(Beginning of Provided material)

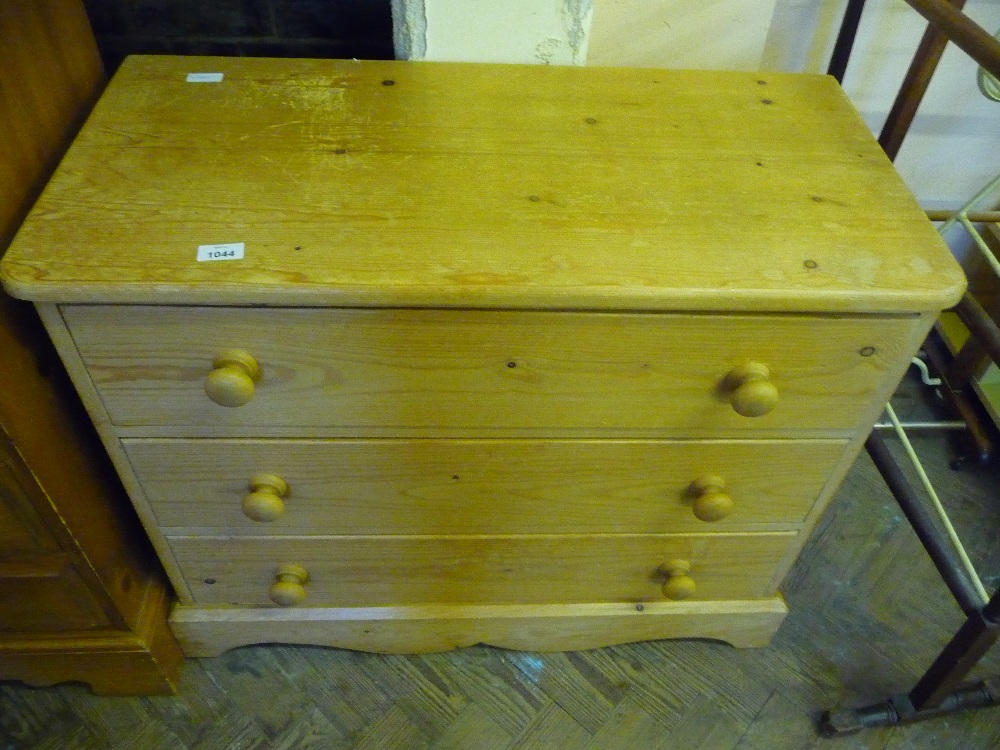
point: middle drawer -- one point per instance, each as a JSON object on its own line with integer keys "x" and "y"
{"x": 424, "y": 486}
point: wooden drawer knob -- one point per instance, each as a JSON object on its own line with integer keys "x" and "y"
{"x": 752, "y": 394}
{"x": 711, "y": 502}
{"x": 231, "y": 381}
{"x": 679, "y": 585}
{"x": 289, "y": 587}
{"x": 264, "y": 503}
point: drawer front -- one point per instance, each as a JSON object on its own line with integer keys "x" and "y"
{"x": 389, "y": 571}
{"x": 434, "y": 370}
{"x": 478, "y": 486}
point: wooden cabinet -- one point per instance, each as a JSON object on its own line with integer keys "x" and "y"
{"x": 543, "y": 357}
{"x": 81, "y": 596}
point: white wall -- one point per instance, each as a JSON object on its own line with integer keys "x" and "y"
{"x": 953, "y": 146}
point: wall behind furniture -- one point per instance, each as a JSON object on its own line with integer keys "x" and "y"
{"x": 261, "y": 28}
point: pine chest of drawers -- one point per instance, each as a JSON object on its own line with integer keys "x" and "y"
{"x": 410, "y": 356}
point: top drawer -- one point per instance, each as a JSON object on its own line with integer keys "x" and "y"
{"x": 435, "y": 371}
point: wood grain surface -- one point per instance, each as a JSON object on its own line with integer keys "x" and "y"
{"x": 479, "y": 486}
{"x": 429, "y": 184}
{"x": 370, "y": 571}
{"x": 498, "y": 370}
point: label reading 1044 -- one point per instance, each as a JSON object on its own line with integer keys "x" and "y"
{"x": 229, "y": 251}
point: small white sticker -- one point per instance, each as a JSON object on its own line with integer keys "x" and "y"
{"x": 205, "y": 77}
{"x": 230, "y": 251}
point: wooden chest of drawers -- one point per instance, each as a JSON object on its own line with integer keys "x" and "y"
{"x": 540, "y": 357}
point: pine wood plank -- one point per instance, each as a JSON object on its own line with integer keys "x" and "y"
{"x": 427, "y": 629}
{"x": 379, "y": 571}
{"x": 555, "y": 187}
{"x": 478, "y": 486}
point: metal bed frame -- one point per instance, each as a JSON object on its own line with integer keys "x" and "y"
{"x": 940, "y": 690}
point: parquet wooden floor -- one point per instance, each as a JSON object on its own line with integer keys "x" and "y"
{"x": 868, "y": 615}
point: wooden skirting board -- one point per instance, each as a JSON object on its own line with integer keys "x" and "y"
{"x": 565, "y": 627}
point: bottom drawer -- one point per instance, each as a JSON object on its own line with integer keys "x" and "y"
{"x": 370, "y": 571}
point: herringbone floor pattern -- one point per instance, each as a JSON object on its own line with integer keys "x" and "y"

(End of Provided material)

**Try it**
Set down exactly the lines of the listing above, from the line holding "point: bottom drawer" through its last line, with nothing added.

**Task response**
point: bottom drawer -- one point per instance, each as a JSON object on its own line with integer keys "x" and "y"
{"x": 370, "y": 571}
point: herringbone floor pattern -- one point per instance, each as a JSON object on its own line with integer keys "x" and "y"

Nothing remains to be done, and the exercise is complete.